* **Text passage**
§

The telephone was first seen as a replacement for
the telegraph. Advertisers pointed out that
telephones were better for transmitting news,
ordering groceries, and sending urgent messages.
Brevity had been awfully important in using the
telegraph, and that attitude carried over to the
telephone. Gossip and chit-chat were discouraged.
Telephone companies complained about frivolous use
of telephones and told their users to be
businesslike. Their machines were, after all,
important.
Not until the 1920s did the telephone companies
catch on to what people really wanted from this
wonderful machine. They wanted to be drawn into a
kind of living tether with one another. The Bell
Company started telling long-distance customers,
"Your voice is you!" In the 30s, AT&T first
suggested that we "Reach out and touch someone."
And today, even in business, that's how we use
telephones. Telephones unite our scattered families
and keep friendships alive.

§

* **Records supplied**

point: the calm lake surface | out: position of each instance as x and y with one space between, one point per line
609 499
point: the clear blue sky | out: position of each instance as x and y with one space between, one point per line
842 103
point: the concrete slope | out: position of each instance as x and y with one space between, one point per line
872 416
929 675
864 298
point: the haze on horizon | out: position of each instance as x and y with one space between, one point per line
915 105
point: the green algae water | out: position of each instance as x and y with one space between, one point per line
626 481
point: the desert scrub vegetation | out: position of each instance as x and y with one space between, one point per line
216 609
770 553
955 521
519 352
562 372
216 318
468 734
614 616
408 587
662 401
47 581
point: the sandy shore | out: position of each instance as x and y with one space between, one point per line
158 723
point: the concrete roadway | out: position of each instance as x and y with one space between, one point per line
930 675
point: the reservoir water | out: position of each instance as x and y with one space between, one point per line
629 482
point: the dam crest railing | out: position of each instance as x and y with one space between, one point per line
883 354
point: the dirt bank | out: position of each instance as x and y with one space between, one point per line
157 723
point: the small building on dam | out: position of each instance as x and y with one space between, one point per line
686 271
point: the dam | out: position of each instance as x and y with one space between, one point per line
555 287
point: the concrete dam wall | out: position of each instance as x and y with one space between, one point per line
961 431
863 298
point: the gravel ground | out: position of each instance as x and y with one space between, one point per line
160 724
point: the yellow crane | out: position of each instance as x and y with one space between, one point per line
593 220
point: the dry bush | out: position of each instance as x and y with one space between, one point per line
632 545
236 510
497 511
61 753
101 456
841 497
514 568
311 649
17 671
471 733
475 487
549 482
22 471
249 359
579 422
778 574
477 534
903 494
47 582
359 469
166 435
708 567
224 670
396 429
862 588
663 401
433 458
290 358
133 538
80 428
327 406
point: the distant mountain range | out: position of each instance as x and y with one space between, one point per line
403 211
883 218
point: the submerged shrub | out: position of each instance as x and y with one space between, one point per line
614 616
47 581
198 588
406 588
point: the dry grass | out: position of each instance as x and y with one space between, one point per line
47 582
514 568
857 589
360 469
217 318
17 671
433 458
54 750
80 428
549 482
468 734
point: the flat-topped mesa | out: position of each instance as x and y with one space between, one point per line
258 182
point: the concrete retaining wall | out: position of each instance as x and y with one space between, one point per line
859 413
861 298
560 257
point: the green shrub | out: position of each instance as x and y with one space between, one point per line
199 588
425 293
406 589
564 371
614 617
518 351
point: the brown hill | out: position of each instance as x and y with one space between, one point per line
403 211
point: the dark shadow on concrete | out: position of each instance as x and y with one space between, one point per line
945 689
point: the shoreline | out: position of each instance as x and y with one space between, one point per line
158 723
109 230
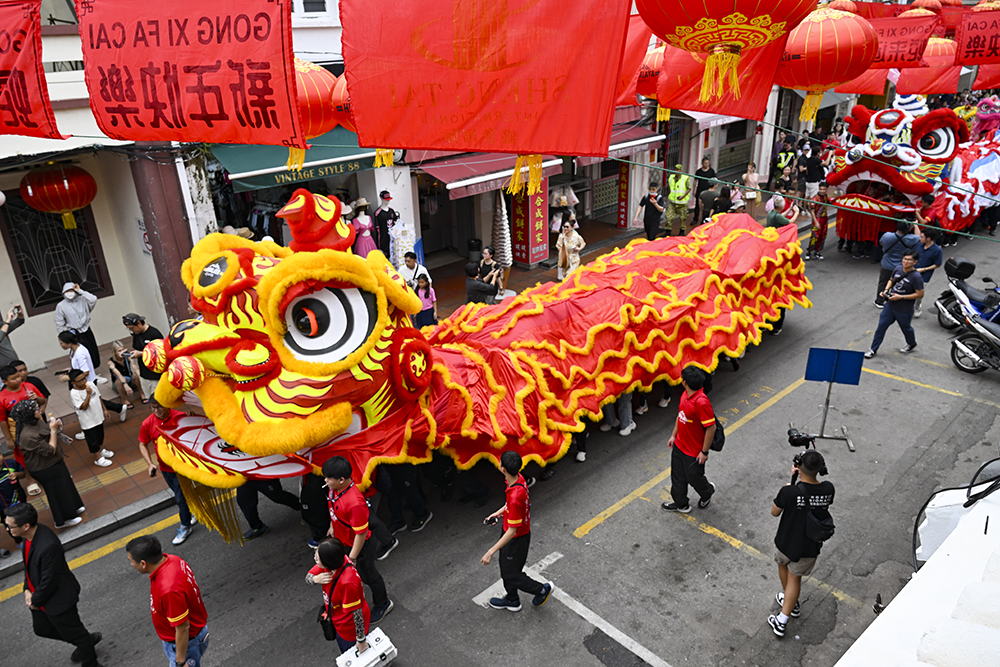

§

* **Stated task 1**
From the telephone passage, copy the stretch from "Telephone companies complained" through "keep friendships alive.".
* **Stated task 2**
Please carry on with the telephone passage, picking up after its final sentence.

* **Written response 1**
Telephone companies complained about frivolous use
of telephones and told their users to be
businesslike. Their machines were, after all,
important.
Not until the 1920s did the telephone companies
catch on to what people really wanted from this
wonderful machine. They wanted to be drawn into a
kind of living tether with one another. The Bell
Company started telling long-distance customers,
"Your voice is you!" In the 30s, AT&T first
suggested that we "Reach out and touch someone."
And today, even in business, that's how we use
telephones. Telephones unite our scattered families
and keep friendships alive.

* **Written response 2**
Oddly enough, Alexander Graham Bell himself
predicted the social use of the telephone, but its
early makers and users didn't see it that way. It
used to bother me that, up to the day he died, my
father never could relax and chat with me on a
long-distance telephone call. It took the next
generation to see that the inherent use of the
telephone was social.
Our tools teach us. They drive our minds and evolve
their own roles in our lives. Some do it more
quickly than others. It took a long time for the
telephone to explain itself to us.
I'm John Lienhard, at the University of Houston,
where we're interested in the way inventive minds
work.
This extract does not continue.